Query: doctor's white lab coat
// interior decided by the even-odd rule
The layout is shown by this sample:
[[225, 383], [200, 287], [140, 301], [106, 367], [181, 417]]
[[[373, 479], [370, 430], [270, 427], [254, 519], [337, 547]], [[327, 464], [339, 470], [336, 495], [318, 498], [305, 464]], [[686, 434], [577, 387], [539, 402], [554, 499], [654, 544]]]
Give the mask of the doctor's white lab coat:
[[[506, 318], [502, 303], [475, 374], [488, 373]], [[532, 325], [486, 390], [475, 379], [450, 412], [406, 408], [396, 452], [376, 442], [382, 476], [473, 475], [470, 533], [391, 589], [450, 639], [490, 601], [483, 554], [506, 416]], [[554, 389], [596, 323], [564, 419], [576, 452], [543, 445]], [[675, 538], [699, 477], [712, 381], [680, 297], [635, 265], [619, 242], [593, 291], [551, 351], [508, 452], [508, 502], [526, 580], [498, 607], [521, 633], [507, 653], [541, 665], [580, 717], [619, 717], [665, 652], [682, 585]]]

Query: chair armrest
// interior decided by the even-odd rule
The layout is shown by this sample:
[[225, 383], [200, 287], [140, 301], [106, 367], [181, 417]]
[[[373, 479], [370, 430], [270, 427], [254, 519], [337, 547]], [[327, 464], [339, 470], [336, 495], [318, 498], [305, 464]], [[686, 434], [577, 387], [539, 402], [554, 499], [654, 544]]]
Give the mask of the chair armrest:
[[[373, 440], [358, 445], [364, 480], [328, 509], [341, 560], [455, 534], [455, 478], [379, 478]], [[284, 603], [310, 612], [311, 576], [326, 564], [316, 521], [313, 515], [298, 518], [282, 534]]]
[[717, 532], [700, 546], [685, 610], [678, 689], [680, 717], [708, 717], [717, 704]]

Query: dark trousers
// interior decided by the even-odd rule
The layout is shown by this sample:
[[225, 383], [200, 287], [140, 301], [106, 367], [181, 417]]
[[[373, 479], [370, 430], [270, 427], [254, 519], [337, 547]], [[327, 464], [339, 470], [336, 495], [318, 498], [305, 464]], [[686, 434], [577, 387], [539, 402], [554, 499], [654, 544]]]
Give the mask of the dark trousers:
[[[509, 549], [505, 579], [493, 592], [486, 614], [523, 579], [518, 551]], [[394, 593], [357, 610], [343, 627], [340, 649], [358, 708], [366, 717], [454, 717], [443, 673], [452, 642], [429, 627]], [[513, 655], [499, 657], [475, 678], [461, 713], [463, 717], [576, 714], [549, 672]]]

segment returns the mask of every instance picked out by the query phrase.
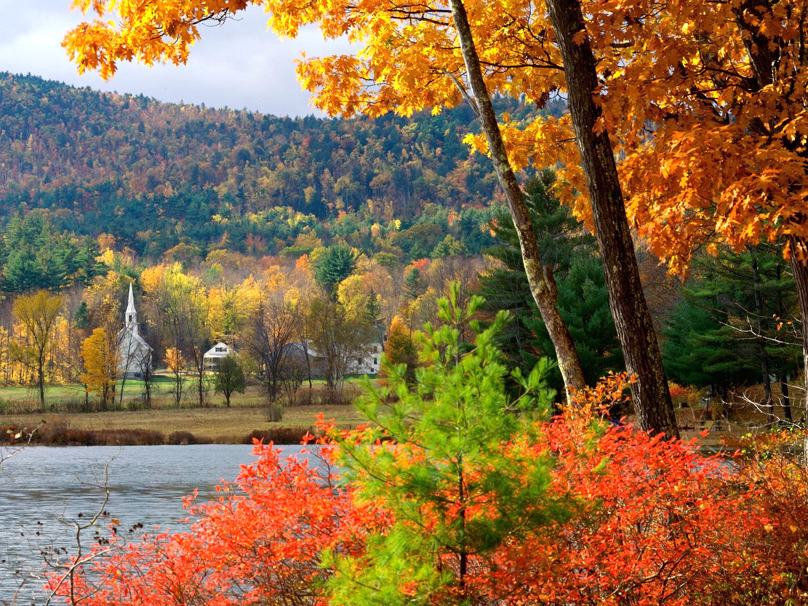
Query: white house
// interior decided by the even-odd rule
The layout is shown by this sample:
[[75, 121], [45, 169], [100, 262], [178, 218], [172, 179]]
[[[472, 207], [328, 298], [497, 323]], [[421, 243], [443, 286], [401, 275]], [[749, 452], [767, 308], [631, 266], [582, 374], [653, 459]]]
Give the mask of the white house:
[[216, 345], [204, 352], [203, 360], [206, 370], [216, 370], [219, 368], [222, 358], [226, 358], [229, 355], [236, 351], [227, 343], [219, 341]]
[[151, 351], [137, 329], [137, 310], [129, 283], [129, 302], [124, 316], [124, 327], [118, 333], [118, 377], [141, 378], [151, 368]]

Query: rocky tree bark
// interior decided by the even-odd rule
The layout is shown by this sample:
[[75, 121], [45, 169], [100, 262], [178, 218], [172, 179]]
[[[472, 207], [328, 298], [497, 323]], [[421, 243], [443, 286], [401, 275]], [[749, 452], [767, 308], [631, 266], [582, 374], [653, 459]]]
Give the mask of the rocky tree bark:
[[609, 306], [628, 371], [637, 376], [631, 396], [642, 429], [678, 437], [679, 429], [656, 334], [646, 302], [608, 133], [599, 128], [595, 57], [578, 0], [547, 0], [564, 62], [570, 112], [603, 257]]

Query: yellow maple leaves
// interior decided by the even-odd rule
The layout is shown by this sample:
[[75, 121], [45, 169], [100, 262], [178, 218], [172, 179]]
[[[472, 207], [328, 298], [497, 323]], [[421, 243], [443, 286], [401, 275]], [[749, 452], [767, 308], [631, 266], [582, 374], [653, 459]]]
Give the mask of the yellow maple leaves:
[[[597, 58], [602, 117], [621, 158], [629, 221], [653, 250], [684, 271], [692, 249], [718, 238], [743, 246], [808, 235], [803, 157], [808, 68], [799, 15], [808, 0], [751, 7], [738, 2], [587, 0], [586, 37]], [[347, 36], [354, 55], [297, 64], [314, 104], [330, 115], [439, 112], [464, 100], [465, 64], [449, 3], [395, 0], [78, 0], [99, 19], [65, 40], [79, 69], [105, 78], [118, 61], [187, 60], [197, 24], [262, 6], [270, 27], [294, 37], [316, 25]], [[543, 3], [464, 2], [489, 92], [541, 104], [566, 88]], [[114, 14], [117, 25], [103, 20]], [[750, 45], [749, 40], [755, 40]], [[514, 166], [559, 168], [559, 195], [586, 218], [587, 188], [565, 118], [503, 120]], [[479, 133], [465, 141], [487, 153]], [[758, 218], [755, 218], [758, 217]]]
----------
Instruction
Rewrite all of the records above, replacing "Give the mask of" with "Return the outline of" wherever it occurs and leaving everything else unchanged. Omit the pictures from your answer.

Response
Query: doctor's white lab coat
// interior decided by the even-odd rule
The layout is shown by this sample:
[[225, 383], [200, 287], [140, 301], [106, 367], [181, 417]]
[[[373, 479], [370, 430], [270, 427], [254, 519], [337, 547]], [[327, 464], [339, 470], [336, 495], [318, 498], [305, 464]], [[686, 434], [577, 387], [539, 402], [554, 499], [654, 544]]]
Return the outline of the doctor's white lab coat:
[[[506, 318], [502, 303], [475, 374], [488, 373]], [[532, 325], [486, 390], [475, 379], [450, 412], [406, 408], [396, 452], [376, 442], [382, 476], [473, 475], [470, 533], [391, 589], [450, 639], [490, 601], [483, 554], [506, 416]], [[554, 389], [596, 323], [564, 419], [576, 452], [543, 445]], [[675, 538], [699, 477], [712, 381], [680, 297], [635, 265], [619, 242], [593, 291], [551, 351], [508, 452], [508, 502], [526, 580], [498, 607], [521, 633], [507, 653], [541, 665], [580, 717], [619, 717], [665, 652], [682, 585]]]

Query: chair armrest
// interior decided by the even-odd rule
The layout is shown by this sample:
[[225, 383], [200, 287], [140, 301], [106, 367], [181, 417]]
[[[373, 479], [370, 430], [270, 427], [254, 519], [337, 547]], [[327, 464], [339, 470], [336, 495], [318, 498], [305, 464]], [[686, 434], [577, 387], [539, 402], [554, 499], [654, 544]]]
Return the outline of the chair armrest:
[[[373, 440], [358, 445], [364, 480], [328, 509], [341, 560], [455, 534], [455, 478], [379, 478]], [[284, 603], [310, 612], [311, 576], [326, 564], [316, 521], [313, 515], [298, 518], [282, 534]]]
[[717, 532], [700, 546], [685, 610], [678, 689], [680, 717], [708, 717], [717, 704]]

Query: dark trousers
// interior decided by the even-odd rule
The layout is shown by this sample:
[[225, 383], [200, 287], [140, 301], [106, 367], [181, 417]]
[[[373, 479], [370, 430], [270, 427], [254, 519], [337, 547]], [[327, 464], [339, 470], [336, 495], [318, 498], [305, 464]], [[686, 434], [577, 387], [539, 402], [554, 499], [654, 544]]]
Return the outline of the dark trousers:
[[[509, 549], [505, 579], [493, 592], [486, 614], [523, 579], [518, 551]], [[394, 593], [357, 610], [343, 627], [340, 649], [358, 708], [366, 717], [454, 717], [443, 673], [452, 642], [429, 627]], [[513, 655], [499, 657], [475, 678], [461, 713], [463, 717], [576, 714], [549, 672]]]

segment returns the mask of every instance picked out by the query phrase.
Query: white house
// interior decided by the even-odd rule
The layout is shown by this sample:
[[75, 121], [45, 169], [100, 262], [178, 218], [172, 179]]
[[[472, 207], [328, 298], [497, 323]], [[421, 243], [443, 286], [401, 275]], [[749, 452], [767, 308], [631, 266], [582, 374], [653, 459]]]
Return the outline of the white house:
[[216, 345], [204, 352], [203, 360], [206, 370], [216, 370], [219, 368], [222, 358], [226, 358], [229, 355], [236, 351], [227, 343], [219, 341]]
[[151, 351], [137, 329], [137, 310], [129, 283], [129, 302], [124, 316], [124, 327], [118, 333], [118, 377], [141, 378], [151, 368]]

Query: rocky tree bark
// interior decided by the even-odd rule
The layout is shown by this sample:
[[75, 121], [45, 169], [100, 262], [178, 218], [172, 179]]
[[[472, 207], [328, 298], [497, 323]], [[421, 243], [443, 286], [401, 275]], [[749, 452], [767, 308], [631, 266], [582, 374], [653, 459]]]
Return the outline of the rocky tree bark:
[[609, 306], [628, 371], [637, 376], [631, 396], [642, 429], [678, 437], [679, 429], [656, 334], [646, 302], [608, 133], [599, 128], [595, 57], [578, 0], [547, 0], [564, 62], [570, 112], [603, 257]]

Query: yellow maple leaves
// interior decided by the even-odd rule
The layout is shown by this sample:
[[75, 121], [45, 169], [100, 262], [178, 218], [172, 179]]
[[[472, 207], [328, 298], [497, 323]], [[421, 243], [443, 286], [401, 275]], [[749, 452], [767, 308], [631, 266], [582, 374], [653, 459]]]
Return the outline of the yellow maple leaves:
[[[597, 58], [602, 117], [621, 158], [629, 221], [653, 250], [684, 271], [692, 249], [718, 238], [743, 246], [808, 235], [803, 157], [808, 68], [799, 15], [808, 0], [751, 7], [738, 2], [587, 0], [586, 37]], [[347, 36], [354, 55], [297, 64], [314, 104], [330, 115], [439, 112], [464, 100], [465, 64], [449, 3], [395, 0], [78, 0], [99, 19], [65, 40], [79, 69], [105, 78], [118, 61], [187, 60], [197, 24], [262, 6], [270, 27], [294, 37], [316, 25]], [[543, 3], [464, 2], [489, 92], [541, 104], [566, 88]], [[114, 14], [117, 25], [103, 20]], [[750, 45], [749, 40], [755, 40]], [[514, 166], [559, 168], [559, 195], [586, 218], [587, 188], [565, 118], [503, 120]], [[479, 133], [465, 141], [487, 153]], [[758, 218], [755, 218], [758, 217]]]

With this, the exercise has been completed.